Source data
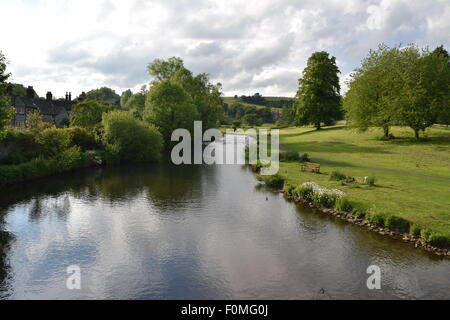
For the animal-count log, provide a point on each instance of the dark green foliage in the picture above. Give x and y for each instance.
(133, 140)
(398, 224)
(274, 181)
(104, 95)
(289, 156)
(318, 97)
(377, 219)
(82, 137)
(343, 205)
(40, 167)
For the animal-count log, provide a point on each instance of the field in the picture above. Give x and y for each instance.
(412, 177)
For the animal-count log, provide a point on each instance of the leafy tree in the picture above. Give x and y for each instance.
(252, 119)
(136, 103)
(164, 69)
(35, 125)
(3, 63)
(318, 96)
(103, 95)
(54, 141)
(134, 139)
(205, 95)
(6, 113)
(424, 93)
(168, 106)
(126, 95)
(371, 88)
(87, 114)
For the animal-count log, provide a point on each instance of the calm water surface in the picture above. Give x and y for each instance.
(193, 232)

• _What to produce_
Exactly the lines from the one containing "of the leafy" through the final line above, and only those, should be given again.

• _Expected answer_
For the animal-count log, provide a point on each instance of the leafy tree in the picture above. Give x and y for each instance.
(252, 119)
(136, 103)
(164, 69)
(35, 125)
(3, 63)
(318, 96)
(103, 95)
(54, 141)
(134, 139)
(205, 95)
(6, 113)
(424, 93)
(168, 106)
(126, 95)
(371, 88)
(87, 114)
For the animal-count log, provide a point on each instance of the calm water surface in the picture above. Give x and y for each instance.
(193, 232)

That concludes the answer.